» **WORK INSTRUCTIONS**
Update the stretch of the Greensburg passage from "Their home had" through "saved their lives." by putting "bright yellow" wherever "lime green" appears, and give that stretch back.

» **PASSAGE SHOWN**

Yet Greensburg – once the largest city in Kiowa County – has been left behind. Families, many growing up here, others living their entire lives in Greensburg, are leaving.
“There are people that bought homes that want to come back,” Janssen said. “It is not going to be the old Greensburg, but by the same token, there are going to be people who want to be here.”
Hubert, who now lives five miles outside of town, said she couldn’t afford to rebuild her old home. Instead, she and her husband opted to move out to the family farm and build a new home.
“We sold our lot in town,” she said. “You just don’t know what to do. When you get to be a certain age, it’s too much for you to rebuild.”
She misses Greensburg. Her husband spends his days farming, while she remains alone with her thoughts, with the memories that haunt her.
“I’ve gone through a lot of depression,” she said. “It still seems unbelievable.”
Unbelievable that a tornado with winds reaching 200 mph and a funnel 1.7 miles wide could flatten a 1 1/2 square-mile town in less than 10 minutes.
“There was no way,” Janssen said. “The good Lord looked after that town like you can’t believe.”
Long road back
Boyles was born and raised here and believes in Greensburg like she believes in the people who made her fall in love with it.
“My children say, ‘We’ll live in a tent if we have to, just don’t take us away from Greensburg,'” she said.
Her children, one five and the other 11, are survivors. They lived through the twister; they lived through the nightmare that became their life for one whole night.
Boyles was in Dodge City when she found out that her hometown experienced a direct hit. It was midnight, and the only thing on her mind was the safety of her children who were staying with her mother for the night.
The roads to Greensburg were closed, Boyles said. She couldn’t get through, couldn’t find out if her children were safe. So Boyles started walking – not a strong, determined walk, but rather a walk of faith. Not knowing what she’d find when she made it home, Boyles walked for 15 miles. She climbed over cars and trucks, over trees and rocks, before someone said her family had been taken to shelter.
Scars that never fade away
Down the hill from Hubert’s newly built home, past scattered debris and remnants of homes once standing, is the city she once lived in, is the lot she once owned a home on.
The home, along with the homes of more than 1,000 other people, was destroyed a year ago. Hubert was watching the TV when it happened, when she heard the sirens sound and knew she and her husband must seek shelter.
Their home had no basement. Instead, her husband had built a small crawlspace beneath the house when it was constructed more than three decades ago.
“The whistle went off for a long time,” said Hubert whose lime green T-shirt stands out in the crowd. “We went under there never expecting to have a tornado like that.”
Her T-shirt reads, “Hand in hand, we will dig.” It’s a reflection of her feelings, of the spirit of the people of Greensburg.
“You can live somewhere else,” she said with tired eyes, with a tired heart. “But it’s just not like home.”
On that fateful night, Hubert and her husband crawled on their hands and knees to safety – an act that surely saved their lives.

» **DATA BLOCK**
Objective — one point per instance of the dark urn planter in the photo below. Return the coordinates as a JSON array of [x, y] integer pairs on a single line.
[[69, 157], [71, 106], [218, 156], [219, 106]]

» **SOLUTION**
Their home had no basement. Instead, her husband had built a small crawlspace beneath the house when it was constructed more than three decades ago.
“The whistle went off for a long time,” said Hubert whose bright yellow T-shirt stands out in the crowd. “We went under there never expecting to have a tornado like that.”
Her T-shirt reads, “Hand in hand, we will dig.” It’s a reflection of her feelings, of the spirit of the people of Greensburg.
“You can live somewhere else,” she said with tired eyes, with a tired heart. “But it’s just not like home.”
On that fateful night, Hubert and her husband crawled on their hands and knees to safety – an act that surely saved their lives.